EXERCISE REQUIREMENTS: Extract every line of the listing below that contains the word "stone", treating uppercase and lowercase as different.

RECORDS SUPPLIED:
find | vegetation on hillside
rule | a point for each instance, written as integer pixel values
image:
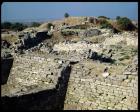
(35, 24)
(125, 23)
(66, 15)
(13, 26)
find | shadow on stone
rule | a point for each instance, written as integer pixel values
(102, 58)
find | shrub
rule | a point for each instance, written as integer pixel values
(66, 15)
(49, 25)
(105, 24)
(125, 24)
(35, 24)
(18, 26)
(124, 57)
(6, 25)
(98, 39)
(118, 17)
(13, 26)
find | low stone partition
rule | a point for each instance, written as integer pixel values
(6, 65)
(89, 90)
(36, 83)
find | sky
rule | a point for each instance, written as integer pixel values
(43, 11)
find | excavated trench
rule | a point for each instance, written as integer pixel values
(52, 99)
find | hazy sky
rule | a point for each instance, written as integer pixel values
(34, 11)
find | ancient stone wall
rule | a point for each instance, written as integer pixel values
(88, 91)
(36, 83)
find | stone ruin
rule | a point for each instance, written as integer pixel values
(65, 76)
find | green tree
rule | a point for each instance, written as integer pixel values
(35, 24)
(66, 15)
(105, 24)
(49, 25)
(118, 17)
(103, 17)
(6, 25)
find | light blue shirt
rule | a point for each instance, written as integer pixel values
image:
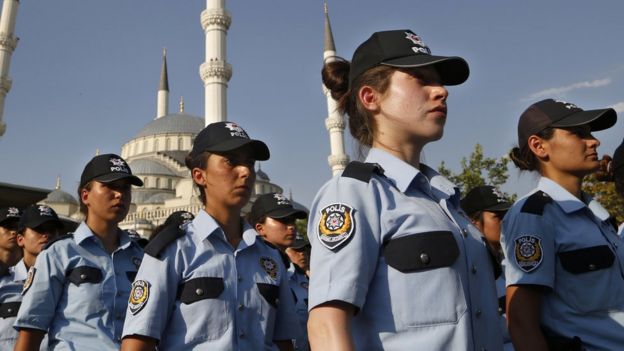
(10, 297)
(298, 282)
(79, 292)
(400, 223)
(574, 251)
(241, 300)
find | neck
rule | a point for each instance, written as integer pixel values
(571, 183)
(406, 151)
(105, 231)
(229, 220)
(9, 258)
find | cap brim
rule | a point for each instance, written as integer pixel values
(287, 212)
(259, 149)
(597, 119)
(111, 177)
(453, 70)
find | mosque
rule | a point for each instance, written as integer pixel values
(156, 153)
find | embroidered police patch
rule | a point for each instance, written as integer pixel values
(29, 278)
(270, 266)
(336, 225)
(138, 296)
(528, 252)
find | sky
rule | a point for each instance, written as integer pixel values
(85, 76)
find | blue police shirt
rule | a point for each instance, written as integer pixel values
(10, 299)
(553, 239)
(398, 249)
(79, 292)
(202, 294)
(298, 282)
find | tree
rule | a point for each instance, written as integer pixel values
(478, 170)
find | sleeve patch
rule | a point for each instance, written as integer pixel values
(336, 225)
(528, 252)
(138, 296)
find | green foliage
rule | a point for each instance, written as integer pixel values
(478, 170)
(605, 193)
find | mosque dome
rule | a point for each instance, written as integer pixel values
(175, 123)
(147, 166)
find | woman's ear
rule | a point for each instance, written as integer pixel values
(369, 98)
(538, 145)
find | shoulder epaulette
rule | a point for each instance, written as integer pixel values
(535, 203)
(362, 171)
(62, 237)
(168, 235)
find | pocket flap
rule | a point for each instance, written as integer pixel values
(270, 293)
(84, 274)
(9, 309)
(422, 251)
(588, 259)
(200, 289)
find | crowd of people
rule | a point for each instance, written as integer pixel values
(395, 257)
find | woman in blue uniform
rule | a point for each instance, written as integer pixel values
(395, 265)
(213, 284)
(78, 289)
(564, 260)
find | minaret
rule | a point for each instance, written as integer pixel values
(162, 108)
(334, 123)
(8, 43)
(215, 71)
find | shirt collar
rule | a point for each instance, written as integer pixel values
(568, 202)
(402, 175)
(204, 226)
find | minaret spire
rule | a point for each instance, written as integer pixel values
(8, 43)
(215, 71)
(334, 123)
(162, 108)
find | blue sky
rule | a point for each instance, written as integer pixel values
(85, 75)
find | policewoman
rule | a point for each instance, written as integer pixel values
(395, 265)
(77, 291)
(10, 289)
(213, 284)
(274, 218)
(564, 260)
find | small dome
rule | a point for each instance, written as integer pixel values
(260, 175)
(59, 196)
(176, 123)
(147, 166)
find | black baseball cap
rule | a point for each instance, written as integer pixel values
(108, 168)
(617, 163)
(484, 198)
(558, 114)
(36, 215)
(276, 206)
(403, 48)
(9, 214)
(227, 136)
(179, 218)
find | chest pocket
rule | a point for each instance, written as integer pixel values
(269, 292)
(9, 309)
(587, 260)
(423, 251)
(199, 289)
(84, 274)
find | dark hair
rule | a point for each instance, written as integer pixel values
(198, 161)
(335, 76)
(83, 207)
(524, 158)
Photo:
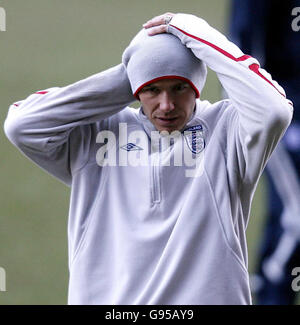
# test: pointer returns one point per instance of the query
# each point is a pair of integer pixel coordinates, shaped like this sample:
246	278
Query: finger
157	30
156	21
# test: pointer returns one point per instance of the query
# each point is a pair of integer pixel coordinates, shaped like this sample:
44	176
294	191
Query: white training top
157	234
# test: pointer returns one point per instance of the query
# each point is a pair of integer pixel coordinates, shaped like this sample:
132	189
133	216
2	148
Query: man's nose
166	103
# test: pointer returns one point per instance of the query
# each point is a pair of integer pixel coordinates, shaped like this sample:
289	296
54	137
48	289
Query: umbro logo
131	147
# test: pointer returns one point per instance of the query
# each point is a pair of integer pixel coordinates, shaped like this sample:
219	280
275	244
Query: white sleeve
262	112
40	126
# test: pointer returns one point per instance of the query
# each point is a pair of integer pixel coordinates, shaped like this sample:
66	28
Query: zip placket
155	172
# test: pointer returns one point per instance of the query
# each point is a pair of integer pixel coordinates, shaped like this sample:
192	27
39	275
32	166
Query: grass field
55	43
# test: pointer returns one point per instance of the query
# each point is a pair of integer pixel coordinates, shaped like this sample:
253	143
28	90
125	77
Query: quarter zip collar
149	127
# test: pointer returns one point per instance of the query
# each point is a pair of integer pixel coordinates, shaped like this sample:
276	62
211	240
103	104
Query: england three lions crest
194	138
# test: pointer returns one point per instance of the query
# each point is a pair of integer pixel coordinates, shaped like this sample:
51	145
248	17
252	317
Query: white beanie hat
162	56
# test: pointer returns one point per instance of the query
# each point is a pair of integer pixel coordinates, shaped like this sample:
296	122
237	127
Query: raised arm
261	111
40	126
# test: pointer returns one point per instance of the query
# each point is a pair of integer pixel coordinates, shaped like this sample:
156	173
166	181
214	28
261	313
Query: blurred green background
55	43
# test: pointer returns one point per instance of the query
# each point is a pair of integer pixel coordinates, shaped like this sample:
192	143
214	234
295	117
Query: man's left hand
158	24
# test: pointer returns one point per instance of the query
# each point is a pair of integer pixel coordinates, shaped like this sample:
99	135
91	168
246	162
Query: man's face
168	103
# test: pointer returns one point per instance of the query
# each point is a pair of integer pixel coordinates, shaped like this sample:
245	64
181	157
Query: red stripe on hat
253	67
167	77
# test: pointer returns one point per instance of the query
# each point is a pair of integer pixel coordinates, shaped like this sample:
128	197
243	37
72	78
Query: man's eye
153	90
180	87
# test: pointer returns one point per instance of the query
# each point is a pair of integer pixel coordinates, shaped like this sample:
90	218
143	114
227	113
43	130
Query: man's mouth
166	120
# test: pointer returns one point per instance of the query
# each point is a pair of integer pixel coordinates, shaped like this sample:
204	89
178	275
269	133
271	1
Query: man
156	232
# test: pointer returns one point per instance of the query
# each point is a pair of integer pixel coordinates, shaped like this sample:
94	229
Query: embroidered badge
194	138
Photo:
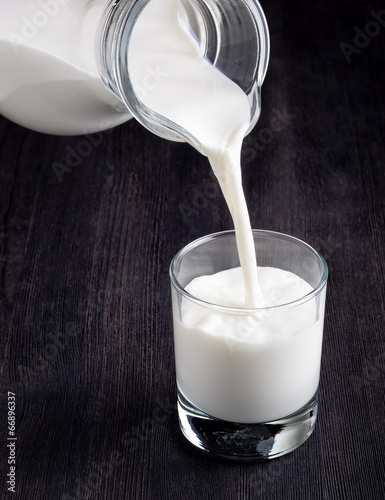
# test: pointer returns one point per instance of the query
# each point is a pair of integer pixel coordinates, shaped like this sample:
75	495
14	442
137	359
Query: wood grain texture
85	316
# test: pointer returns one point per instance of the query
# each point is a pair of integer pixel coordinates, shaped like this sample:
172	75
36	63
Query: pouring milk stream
61	91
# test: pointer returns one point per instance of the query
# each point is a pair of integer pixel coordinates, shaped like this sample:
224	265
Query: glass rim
247	310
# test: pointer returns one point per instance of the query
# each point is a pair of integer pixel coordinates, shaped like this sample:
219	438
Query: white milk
246	368
49	77
238	368
196	96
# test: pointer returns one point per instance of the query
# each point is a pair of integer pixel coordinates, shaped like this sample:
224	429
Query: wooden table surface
85	319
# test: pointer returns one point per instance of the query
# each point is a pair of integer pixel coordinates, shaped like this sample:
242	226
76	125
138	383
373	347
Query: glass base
246	442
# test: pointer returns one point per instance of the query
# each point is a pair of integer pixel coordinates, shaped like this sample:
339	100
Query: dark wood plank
85	316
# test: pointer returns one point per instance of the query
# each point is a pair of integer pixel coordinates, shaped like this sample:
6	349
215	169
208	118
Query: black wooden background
86	337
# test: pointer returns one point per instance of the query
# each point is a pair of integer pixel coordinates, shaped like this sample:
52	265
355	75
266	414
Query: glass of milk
248	378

EXERCISE SOLUTION:
find | shadow on stone
find | low stone partition
find | ancient stone wall
find | stone ruin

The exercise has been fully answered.